▸ WHAT YOU ARE ASKED TO DO
Report each line of the entries that contains the word "window", copied in full.

▸ TASK INPUTS
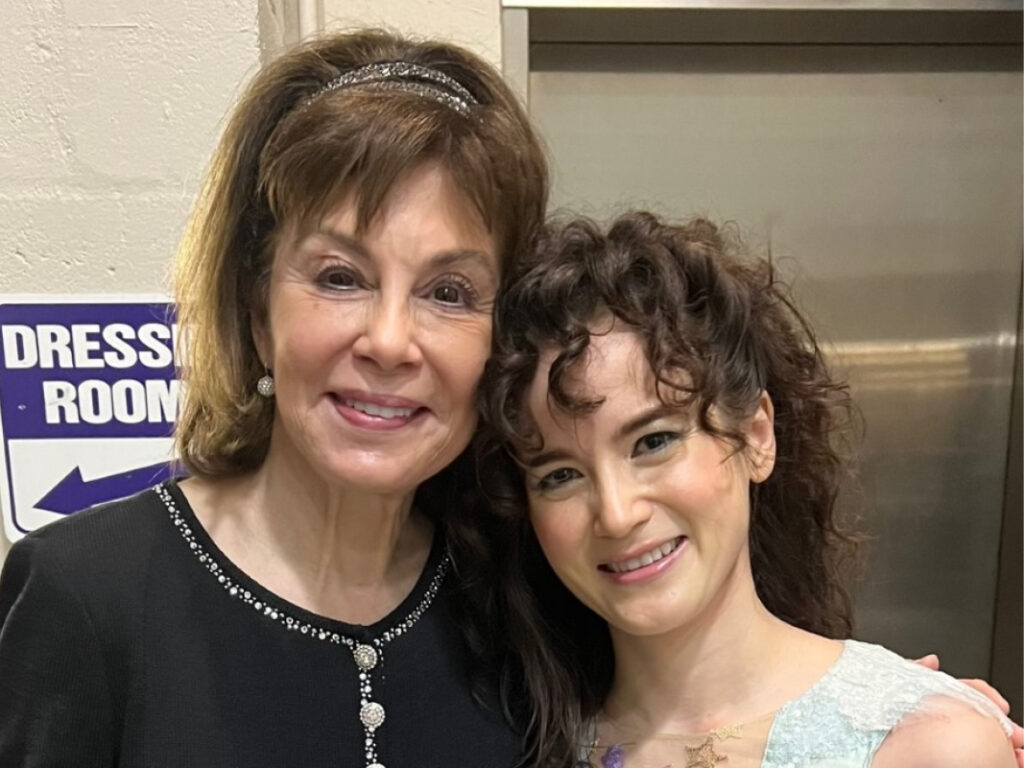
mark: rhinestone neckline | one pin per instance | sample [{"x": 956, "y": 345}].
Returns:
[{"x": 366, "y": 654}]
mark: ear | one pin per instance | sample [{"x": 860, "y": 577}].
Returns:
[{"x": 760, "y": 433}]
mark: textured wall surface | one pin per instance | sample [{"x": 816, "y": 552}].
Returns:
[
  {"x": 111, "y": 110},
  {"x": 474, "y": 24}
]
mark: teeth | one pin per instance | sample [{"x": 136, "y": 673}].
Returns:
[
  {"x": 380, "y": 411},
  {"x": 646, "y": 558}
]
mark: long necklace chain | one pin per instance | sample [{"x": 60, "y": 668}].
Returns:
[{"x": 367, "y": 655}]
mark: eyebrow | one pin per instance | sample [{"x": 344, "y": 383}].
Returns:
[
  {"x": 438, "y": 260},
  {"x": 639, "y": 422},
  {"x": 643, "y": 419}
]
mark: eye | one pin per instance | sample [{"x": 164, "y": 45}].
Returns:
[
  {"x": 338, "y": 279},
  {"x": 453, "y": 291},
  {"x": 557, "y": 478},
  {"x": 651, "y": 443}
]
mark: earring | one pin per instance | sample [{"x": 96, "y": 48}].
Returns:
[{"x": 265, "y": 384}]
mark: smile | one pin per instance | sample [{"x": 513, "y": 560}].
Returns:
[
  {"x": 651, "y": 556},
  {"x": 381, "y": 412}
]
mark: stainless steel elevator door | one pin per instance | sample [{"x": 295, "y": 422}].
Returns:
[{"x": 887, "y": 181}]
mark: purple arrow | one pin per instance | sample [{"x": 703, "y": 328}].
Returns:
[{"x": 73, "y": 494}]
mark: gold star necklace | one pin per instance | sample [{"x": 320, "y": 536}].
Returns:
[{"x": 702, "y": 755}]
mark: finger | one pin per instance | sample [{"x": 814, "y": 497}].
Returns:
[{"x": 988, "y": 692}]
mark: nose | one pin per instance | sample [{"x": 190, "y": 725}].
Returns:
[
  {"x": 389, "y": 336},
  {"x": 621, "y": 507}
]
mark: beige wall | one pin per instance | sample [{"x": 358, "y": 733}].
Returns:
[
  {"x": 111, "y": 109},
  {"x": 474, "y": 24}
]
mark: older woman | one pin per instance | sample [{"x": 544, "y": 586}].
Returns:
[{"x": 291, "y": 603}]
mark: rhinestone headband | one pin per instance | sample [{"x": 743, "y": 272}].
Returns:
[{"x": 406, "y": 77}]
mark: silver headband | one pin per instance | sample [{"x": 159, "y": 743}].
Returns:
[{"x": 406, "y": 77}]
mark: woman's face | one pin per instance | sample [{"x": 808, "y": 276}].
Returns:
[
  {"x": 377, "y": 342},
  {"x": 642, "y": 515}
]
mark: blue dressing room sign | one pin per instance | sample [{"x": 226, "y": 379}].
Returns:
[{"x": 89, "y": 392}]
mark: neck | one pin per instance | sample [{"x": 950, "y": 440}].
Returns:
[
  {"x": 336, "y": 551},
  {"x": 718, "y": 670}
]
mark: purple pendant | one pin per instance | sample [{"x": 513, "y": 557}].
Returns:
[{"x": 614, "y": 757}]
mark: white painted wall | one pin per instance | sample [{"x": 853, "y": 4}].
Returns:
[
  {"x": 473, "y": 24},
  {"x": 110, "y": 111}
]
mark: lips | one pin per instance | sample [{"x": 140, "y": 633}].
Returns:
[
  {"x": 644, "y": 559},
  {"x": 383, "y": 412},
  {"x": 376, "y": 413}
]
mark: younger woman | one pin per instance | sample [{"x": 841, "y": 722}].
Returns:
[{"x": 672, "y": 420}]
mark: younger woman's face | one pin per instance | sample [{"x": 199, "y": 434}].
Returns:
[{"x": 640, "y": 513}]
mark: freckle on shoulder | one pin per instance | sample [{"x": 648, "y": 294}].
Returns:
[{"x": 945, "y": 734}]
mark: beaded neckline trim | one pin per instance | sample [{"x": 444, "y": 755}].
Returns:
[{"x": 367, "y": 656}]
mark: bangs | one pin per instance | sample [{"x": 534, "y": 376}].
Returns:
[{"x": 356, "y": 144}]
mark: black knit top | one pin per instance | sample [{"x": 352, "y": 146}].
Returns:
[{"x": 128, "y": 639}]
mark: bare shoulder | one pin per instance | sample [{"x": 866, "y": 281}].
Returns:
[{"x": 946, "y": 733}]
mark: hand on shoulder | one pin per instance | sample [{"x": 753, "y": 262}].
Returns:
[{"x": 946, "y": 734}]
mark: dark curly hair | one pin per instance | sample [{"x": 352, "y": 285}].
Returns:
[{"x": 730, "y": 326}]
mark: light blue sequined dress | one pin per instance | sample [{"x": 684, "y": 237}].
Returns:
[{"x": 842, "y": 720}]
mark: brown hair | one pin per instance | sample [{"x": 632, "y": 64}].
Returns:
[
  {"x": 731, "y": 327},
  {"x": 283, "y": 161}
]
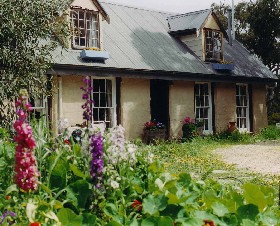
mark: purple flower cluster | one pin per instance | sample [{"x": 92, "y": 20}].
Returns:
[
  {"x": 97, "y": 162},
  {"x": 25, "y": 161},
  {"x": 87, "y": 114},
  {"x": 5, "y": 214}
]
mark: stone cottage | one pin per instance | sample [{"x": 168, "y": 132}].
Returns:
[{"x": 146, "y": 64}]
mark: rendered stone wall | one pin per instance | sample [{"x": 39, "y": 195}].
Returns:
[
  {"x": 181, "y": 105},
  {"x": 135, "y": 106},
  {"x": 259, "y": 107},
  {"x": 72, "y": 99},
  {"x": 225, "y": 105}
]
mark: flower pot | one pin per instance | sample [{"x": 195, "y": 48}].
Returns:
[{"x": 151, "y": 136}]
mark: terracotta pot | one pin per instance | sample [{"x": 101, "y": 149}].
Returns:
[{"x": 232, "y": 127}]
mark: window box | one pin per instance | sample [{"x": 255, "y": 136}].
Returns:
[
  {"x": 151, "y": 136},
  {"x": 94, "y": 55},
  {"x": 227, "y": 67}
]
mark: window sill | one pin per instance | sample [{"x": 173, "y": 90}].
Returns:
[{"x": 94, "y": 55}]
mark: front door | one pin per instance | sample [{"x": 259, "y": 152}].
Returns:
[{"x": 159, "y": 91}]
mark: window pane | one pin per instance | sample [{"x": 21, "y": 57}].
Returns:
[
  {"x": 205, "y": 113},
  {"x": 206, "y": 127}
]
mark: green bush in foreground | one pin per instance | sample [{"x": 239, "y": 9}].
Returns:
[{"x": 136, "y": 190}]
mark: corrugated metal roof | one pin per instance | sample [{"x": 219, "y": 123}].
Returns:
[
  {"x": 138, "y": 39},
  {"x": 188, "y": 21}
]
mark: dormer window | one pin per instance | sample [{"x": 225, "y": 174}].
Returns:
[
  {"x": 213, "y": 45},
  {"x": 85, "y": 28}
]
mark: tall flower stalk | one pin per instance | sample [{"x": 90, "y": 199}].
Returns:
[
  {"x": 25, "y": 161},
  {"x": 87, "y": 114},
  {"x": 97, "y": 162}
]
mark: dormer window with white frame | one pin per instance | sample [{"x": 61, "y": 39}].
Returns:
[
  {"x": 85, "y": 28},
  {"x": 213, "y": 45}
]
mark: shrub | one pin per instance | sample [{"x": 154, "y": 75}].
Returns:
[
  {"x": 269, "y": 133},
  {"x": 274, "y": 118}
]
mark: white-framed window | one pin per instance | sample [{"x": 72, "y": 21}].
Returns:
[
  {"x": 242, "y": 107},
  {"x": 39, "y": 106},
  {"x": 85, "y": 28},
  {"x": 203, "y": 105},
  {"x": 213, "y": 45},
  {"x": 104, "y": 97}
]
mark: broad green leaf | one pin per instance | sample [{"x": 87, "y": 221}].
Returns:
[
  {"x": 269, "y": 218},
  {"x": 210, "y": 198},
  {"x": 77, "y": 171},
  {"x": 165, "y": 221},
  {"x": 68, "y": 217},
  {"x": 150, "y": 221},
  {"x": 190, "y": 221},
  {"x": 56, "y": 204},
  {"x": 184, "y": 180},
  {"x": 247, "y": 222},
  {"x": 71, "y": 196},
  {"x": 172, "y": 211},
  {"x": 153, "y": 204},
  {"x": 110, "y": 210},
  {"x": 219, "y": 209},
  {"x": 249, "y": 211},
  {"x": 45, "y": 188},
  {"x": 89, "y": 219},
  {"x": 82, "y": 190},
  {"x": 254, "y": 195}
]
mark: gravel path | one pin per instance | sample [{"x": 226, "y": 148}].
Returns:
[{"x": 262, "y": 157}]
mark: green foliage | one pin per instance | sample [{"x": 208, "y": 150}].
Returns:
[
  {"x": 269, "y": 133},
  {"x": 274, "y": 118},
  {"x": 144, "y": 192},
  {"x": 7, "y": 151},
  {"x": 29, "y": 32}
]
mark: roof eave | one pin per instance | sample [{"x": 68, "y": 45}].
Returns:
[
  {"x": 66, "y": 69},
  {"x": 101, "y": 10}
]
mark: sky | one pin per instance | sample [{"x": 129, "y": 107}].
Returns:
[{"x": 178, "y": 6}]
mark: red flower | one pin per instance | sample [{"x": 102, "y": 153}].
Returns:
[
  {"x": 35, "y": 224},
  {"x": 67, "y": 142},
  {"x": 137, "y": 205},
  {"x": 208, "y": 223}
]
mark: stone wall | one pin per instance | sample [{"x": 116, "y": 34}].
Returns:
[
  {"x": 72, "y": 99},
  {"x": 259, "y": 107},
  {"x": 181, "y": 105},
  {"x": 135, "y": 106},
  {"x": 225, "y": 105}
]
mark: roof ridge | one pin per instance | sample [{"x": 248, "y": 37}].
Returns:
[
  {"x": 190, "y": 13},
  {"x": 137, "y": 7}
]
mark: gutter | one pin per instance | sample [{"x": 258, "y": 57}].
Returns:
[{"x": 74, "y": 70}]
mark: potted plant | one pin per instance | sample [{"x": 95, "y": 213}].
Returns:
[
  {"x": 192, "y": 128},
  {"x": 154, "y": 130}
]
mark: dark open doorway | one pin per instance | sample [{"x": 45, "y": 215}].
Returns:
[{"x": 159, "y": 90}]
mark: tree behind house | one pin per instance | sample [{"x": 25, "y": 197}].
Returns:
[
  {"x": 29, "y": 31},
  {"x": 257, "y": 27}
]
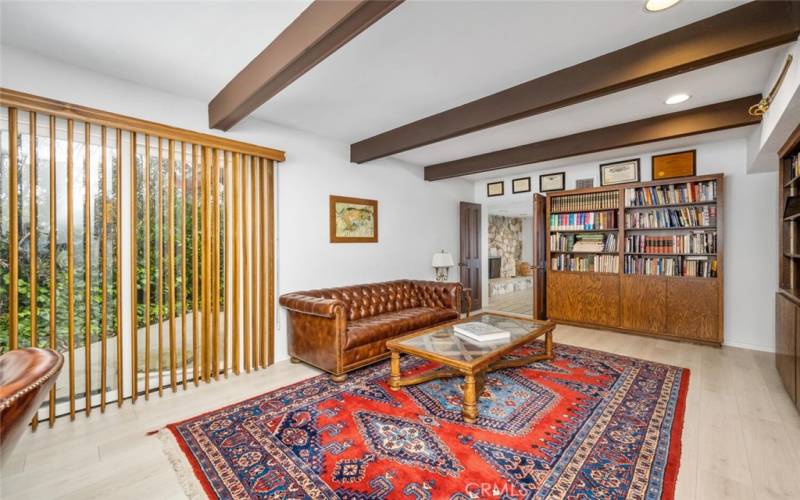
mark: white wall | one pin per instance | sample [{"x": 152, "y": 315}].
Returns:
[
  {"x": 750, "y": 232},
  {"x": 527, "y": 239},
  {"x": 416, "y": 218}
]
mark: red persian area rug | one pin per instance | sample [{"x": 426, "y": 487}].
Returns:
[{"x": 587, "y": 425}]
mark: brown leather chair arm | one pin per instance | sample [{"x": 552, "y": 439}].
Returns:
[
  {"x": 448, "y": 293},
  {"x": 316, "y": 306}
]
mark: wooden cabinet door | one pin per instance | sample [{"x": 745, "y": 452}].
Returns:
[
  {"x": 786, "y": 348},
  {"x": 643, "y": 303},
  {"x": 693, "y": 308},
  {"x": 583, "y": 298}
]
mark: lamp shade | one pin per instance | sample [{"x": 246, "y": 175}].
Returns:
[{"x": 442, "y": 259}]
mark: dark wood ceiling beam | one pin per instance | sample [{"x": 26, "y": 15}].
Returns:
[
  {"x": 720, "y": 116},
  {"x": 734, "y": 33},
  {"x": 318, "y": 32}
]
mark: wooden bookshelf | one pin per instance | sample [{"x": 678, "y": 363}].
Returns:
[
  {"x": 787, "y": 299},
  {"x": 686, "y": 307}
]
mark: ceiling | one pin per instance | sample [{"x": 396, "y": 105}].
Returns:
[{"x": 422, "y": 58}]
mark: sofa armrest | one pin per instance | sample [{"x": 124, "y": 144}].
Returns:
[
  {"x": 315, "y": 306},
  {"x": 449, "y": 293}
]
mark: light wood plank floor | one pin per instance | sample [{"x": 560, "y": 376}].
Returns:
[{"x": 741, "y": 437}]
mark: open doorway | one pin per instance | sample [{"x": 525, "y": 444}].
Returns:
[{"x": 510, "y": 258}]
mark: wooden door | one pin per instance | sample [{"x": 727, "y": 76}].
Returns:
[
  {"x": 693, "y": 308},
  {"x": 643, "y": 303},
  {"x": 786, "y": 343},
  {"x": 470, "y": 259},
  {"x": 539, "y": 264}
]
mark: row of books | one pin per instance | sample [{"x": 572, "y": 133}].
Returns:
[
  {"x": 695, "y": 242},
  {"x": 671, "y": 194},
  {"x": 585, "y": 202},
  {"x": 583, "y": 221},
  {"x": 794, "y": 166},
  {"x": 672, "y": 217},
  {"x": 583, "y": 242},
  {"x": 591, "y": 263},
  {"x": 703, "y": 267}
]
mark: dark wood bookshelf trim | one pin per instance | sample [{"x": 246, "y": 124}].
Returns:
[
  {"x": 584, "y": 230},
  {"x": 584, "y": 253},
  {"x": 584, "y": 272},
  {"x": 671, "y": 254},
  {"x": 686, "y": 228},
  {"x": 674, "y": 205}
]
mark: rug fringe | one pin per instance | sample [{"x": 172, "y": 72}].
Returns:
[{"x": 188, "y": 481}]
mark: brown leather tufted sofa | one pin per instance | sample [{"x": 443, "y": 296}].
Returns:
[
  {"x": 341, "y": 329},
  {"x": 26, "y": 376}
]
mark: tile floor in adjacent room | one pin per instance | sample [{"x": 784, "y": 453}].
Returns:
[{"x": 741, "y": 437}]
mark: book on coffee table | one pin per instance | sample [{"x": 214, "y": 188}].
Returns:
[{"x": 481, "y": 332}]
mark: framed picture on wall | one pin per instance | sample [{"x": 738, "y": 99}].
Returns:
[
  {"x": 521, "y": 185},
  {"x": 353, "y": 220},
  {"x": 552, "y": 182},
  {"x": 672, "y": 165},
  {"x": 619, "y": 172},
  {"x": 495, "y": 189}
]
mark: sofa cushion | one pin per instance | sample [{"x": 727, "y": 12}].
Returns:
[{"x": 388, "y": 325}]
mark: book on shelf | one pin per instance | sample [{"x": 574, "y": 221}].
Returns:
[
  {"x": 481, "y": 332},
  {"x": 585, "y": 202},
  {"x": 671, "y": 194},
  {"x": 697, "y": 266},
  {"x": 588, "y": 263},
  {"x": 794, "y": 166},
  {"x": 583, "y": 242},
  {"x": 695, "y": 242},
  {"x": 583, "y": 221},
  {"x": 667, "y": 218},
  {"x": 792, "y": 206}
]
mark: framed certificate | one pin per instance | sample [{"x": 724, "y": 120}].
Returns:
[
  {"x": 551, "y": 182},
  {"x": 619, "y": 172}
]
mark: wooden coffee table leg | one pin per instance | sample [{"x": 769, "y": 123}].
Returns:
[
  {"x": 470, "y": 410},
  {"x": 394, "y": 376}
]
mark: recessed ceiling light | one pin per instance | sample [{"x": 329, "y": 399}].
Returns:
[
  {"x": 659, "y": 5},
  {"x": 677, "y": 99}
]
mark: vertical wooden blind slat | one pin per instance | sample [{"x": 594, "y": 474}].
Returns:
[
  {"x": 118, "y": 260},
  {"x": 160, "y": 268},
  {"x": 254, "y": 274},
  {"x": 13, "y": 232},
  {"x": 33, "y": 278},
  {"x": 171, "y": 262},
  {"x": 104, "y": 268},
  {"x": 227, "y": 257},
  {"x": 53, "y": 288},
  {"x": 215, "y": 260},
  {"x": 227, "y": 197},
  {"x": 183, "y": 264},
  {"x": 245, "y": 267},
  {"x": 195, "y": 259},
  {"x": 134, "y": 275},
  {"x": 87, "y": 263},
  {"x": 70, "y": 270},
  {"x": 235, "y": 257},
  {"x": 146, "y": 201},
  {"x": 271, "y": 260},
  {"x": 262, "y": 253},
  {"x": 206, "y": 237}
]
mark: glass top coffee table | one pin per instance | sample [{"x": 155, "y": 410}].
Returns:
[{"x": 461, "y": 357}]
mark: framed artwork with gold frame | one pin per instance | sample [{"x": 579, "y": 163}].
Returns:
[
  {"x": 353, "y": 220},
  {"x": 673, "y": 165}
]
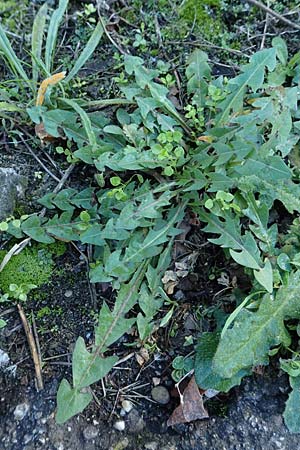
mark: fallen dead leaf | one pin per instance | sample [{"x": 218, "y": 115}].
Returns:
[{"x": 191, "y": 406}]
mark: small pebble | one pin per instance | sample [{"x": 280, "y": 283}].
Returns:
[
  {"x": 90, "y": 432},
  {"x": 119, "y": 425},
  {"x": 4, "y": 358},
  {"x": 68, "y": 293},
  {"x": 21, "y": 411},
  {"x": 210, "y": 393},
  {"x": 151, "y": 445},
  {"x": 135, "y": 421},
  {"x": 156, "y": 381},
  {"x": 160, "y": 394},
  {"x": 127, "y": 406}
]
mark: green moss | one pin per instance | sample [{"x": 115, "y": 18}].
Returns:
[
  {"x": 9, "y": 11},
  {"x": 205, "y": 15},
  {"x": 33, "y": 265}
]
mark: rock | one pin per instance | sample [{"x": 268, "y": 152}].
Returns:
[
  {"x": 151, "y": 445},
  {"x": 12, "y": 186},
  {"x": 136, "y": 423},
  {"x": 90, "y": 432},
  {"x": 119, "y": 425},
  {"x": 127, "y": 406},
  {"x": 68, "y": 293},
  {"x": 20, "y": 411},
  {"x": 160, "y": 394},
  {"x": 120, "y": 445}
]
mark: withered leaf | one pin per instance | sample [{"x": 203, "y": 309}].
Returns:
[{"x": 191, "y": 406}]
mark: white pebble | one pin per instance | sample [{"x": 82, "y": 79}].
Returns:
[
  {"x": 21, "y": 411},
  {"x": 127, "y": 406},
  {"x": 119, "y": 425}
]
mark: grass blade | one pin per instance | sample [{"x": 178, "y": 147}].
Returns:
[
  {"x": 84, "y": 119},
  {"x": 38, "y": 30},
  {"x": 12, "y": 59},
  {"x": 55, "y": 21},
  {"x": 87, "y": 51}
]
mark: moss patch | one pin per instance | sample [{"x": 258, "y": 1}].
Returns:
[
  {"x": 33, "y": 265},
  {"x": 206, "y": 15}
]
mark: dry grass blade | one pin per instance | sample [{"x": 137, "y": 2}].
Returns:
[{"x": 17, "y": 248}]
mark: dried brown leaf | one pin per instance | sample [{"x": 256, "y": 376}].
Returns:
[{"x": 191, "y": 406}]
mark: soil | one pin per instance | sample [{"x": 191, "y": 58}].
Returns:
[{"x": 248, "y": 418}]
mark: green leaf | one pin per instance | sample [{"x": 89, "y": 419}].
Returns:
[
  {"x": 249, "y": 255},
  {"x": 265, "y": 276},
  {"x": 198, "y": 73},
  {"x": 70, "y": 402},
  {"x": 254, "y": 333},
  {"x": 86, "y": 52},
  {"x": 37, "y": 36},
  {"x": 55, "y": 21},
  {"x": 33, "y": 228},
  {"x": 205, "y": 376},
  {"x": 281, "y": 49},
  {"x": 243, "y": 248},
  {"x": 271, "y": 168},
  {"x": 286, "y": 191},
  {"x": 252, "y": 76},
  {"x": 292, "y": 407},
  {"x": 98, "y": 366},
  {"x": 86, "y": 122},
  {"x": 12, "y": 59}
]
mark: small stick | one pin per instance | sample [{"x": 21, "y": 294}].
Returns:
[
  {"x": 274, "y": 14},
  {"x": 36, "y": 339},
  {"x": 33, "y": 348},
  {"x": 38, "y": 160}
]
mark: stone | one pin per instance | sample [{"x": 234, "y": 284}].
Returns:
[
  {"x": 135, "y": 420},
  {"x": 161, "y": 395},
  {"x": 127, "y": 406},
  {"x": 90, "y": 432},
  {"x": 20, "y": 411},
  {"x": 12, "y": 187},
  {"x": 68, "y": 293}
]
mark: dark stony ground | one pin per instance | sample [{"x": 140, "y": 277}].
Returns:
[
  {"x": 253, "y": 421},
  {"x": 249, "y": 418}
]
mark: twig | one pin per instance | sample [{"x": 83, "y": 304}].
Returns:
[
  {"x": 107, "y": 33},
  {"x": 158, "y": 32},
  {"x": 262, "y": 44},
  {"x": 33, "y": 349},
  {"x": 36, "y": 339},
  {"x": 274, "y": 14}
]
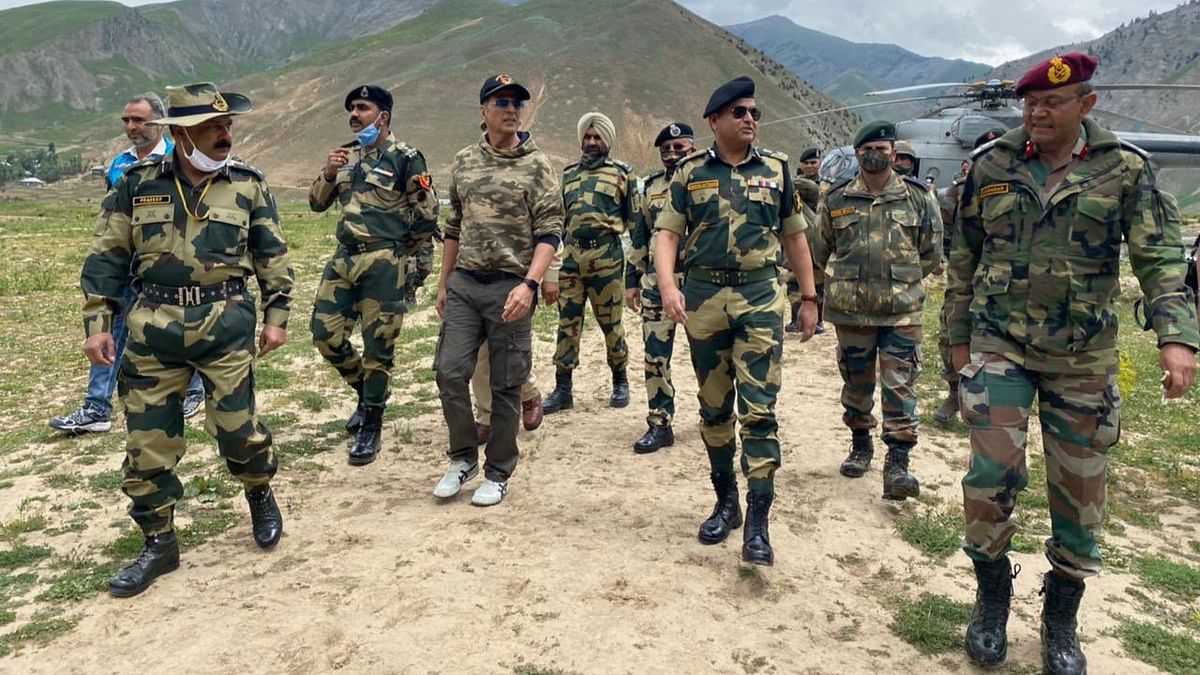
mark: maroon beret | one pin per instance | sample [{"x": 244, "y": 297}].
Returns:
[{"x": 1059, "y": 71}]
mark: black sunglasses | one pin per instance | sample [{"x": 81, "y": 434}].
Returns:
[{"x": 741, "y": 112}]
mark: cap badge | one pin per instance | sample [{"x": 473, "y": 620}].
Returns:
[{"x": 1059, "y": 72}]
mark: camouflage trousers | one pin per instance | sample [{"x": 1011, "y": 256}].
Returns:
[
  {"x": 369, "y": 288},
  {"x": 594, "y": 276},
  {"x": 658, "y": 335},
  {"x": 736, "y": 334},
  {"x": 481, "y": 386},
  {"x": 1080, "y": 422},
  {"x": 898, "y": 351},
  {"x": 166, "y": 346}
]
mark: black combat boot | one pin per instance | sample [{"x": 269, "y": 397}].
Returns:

▸ SOLVED PROBLEM
mark: window box | one pin per instance | sample [{"x": 255, "y": 136}].
mark: window sill | one pin per instance | sample [{"x": 173, "y": 90}].
mark: window pane | one pin per instance | sample [{"x": 21, "y": 57}].
mark: dormer window | one pin per instance | sample [{"x": 225, "y": 174}].
mark: dormer window with white frame | one pin per instance | sample [{"x": 61, "y": 39}].
mark: white-framed window | one pin per instance | sample [{"x": 72, "y": 21}].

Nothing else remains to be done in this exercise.